▶ _Aim of the exercise_: Restate the listing below word for word, pictures excluded.

▶ _Records provided_:
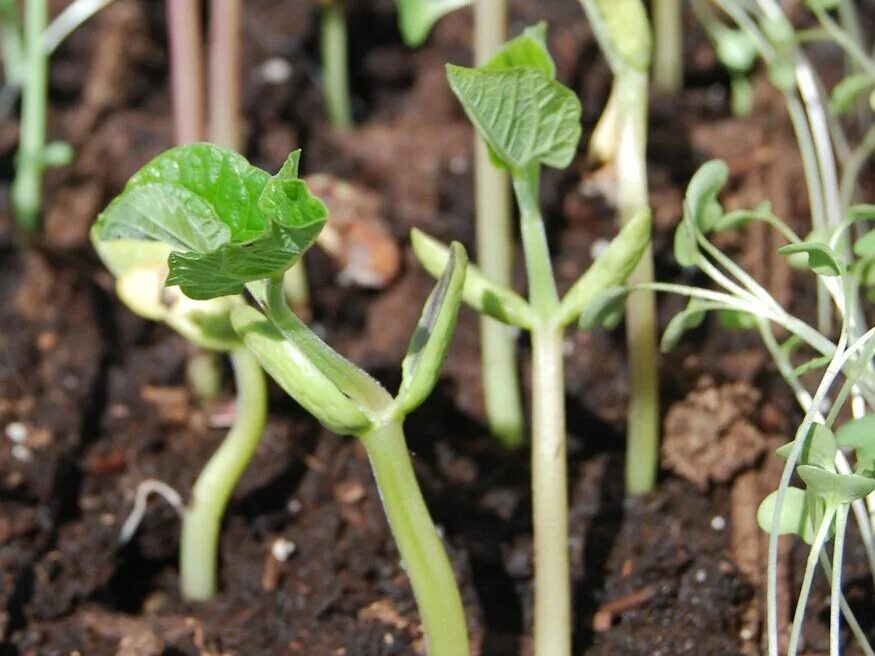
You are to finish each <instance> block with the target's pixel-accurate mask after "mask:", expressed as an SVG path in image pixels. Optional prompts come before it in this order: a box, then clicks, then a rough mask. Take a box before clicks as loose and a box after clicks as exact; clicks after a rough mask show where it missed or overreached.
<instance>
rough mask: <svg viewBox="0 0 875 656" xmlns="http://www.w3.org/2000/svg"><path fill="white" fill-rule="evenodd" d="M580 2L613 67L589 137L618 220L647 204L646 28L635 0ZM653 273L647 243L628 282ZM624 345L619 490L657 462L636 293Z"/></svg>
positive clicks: (655, 314) (648, 361)
mask: <svg viewBox="0 0 875 656" xmlns="http://www.w3.org/2000/svg"><path fill="white" fill-rule="evenodd" d="M582 5H583V8H584V11H586V15H587V17H588V18H589V21H590V24H591V25H592V26H593V31H594V32H595V34H596V37H597V39H598V41H599V45H600V46H601V49H602V51H603V52H604V54H605V57H606V58H607V60H608V63H609V64H610V66H611V71H612V72H613V75H614V82H613V87H612V89H611V95H610V97H609V99H608V104H607V107H605V110H604V112H603V113H602V116H601V118H600V119H599V122H598V124H597V125H596V128H595V130H594V131H593V135H592V139H591V141H590V152H591V154H592V156H593V158H594V159H596V160H598V161H601V162H605V163H607V164H608V165H611V166H612V167H613V168H614V169H615V170H616V172H617V211H618V215H619V222H620V225H625V224H626V223H628V222H629V221H631V220H632V219H633V218H634V217H635V216H637V215H638V214H639V213H640V212H641V211H642V210H644V209H645V208H647V207H648V199H647V163H646V150H647V75H648V71H649V68H650V56H651V36H650V27H649V24H648V21H647V14H646V12H645V10H644V5H643V3H642V2H641V0H621V1H613V0H612V1H610V2H609V1H608V0H582ZM651 280H653V255H652V253H651V252H650V248H649V247H648V249H647V250H646V252H645V253H644V255H643V256H642V258H641V262H640V263H639V264H638V267H637V269H636V270H635V272H634V273H633V274H632V277H631V280H630V282H631V283H633V284H634V283H638V282H644V283H646V282H649V281H651ZM626 339H627V347H628V352H629V378H630V384H631V393H630V397H629V413H628V425H627V430H626V435H627V437H626V473H625V479H626V491H627V492H628V493H629V494H633V495H635V494H645V493H647V492H649V491H650V490H652V489H653V486H654V485H655V483H656V473H657V469H658V465H659V374H658V364H657V350H656V303H655V300H654V297H653V294H650V293H641V294H638V295H636V297H635V299H634V300H632V301H630V302H629V305H628V307H627V321H626Z"/></svg>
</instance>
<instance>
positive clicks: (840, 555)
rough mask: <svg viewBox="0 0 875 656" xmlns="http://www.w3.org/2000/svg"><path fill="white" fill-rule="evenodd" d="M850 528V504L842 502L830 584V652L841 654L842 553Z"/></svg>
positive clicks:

▶ _Answer area_:
You are to finish each <instance> block with the target's pixel-accurate mask after "mask:", expressed as an SVG path in image pixels. Optional prompts come before it in this order: a box, then clicks, then a rough mask. Take a box before clicks as loose and a box after clicks as exact; clicks after a rough mask show where it missed or overreached.
<instance>
rough mask: <svg viewBox="0 0 875 656" xmlns="http://www.w3.org/2000/svg"><path fill="white" fill-rule="evenodd" d="M580 2L613 67L589 137L618 220L647 204L646 28L635 0ZM653 273L647 243L628 282ZM624 345L619 490L657 462L636 293Z"/></svg>
positive clicks: (655, 314) (648, 361)
mask: <svg viewBox="0 0 875 656" xmlns="http://www.w3.org/2000/svg"><path fill="white" fill-rule="evenodd" d="M582 5H583V8H584V11H586V15H587V17H588V18H589V21H590V24H591V25H592V26H593V31H594V32H595V34H596V37H597V39H598V41H599V45H600V46H601V49H602V51H603V52H604V54H605V57H606V58H607V60H608V63H609V64H610V66H611V71H612V72H613V75H614V82H613V87H612V89H611V95H610V97H609V99H608V104H607V107H605V110H604V112H603V113H602V116H601V118H600V119H599V122H598V124H597V125H596V128H595V130H594V131H593V135H592V139H591V141H590V152H591V154H592V156H593V158H594V159H596V160H598V161H601V162H605V163H607V164H608V165H611V166H612V167H613V168H614V169H615V170H616V172H617V211H618V215H619V222H620V225H625V224H626V223H628V222H629V221H631V220H632V219H633V218H634V217H635V216H637V215H638V214H639V213H640V212H641V211H642V210H644V209H645V208H647V207H648V199H647V163H646V150H647V75H648V71H649V68H650V56H651V36H650V27H649V24H648V21H647V14H646V12H645V10H644V5H643V3H642V2H641V0H621V1H613V0H612V1H610V2H609V1H608V0H582ZM651 280H653V255H652V253H651V252H650V248H649V247H648V249H647V250H646V252H645V253H644V255H643V256H642V258H641V262H640V263H639V264H638V267H637V269H636V270H635V272H634V273H633V274H632V277H631V280H630V282H631V283H633V284H634V283H638V282H644V283H646V282H649V281H651ZM626 339H627V347H628V352H629V378H630V384H631V393H630V397H629V413H628V425H627V430H626V435H627V437H626V473H625V479H626V491H627V492H628V493H629V494H633V495H635V494H645V493H647V492H649V491H650V490H652V489H653V486H654V485H655V483H656V473H657V469H658V465H659V374H658V364H657V350H656V303H655V300H654V297H653V294H650V293H641V294H638V295H636V297H635V299H634V300H632V301H630V302H629V305H628V307H627V321H626Z"/></svg>
</instance>
<instance>
positive clicks: (840, 555)
rough mask: <svg viewBox="0 0 875 656" xmlns="http://www.w3.org/2000/svg"><path fill="white" fill-rule="evenodd" d="M850 528V504L842 502L830 584V652L841 654L842 553Z"/></svg>
positive clicks:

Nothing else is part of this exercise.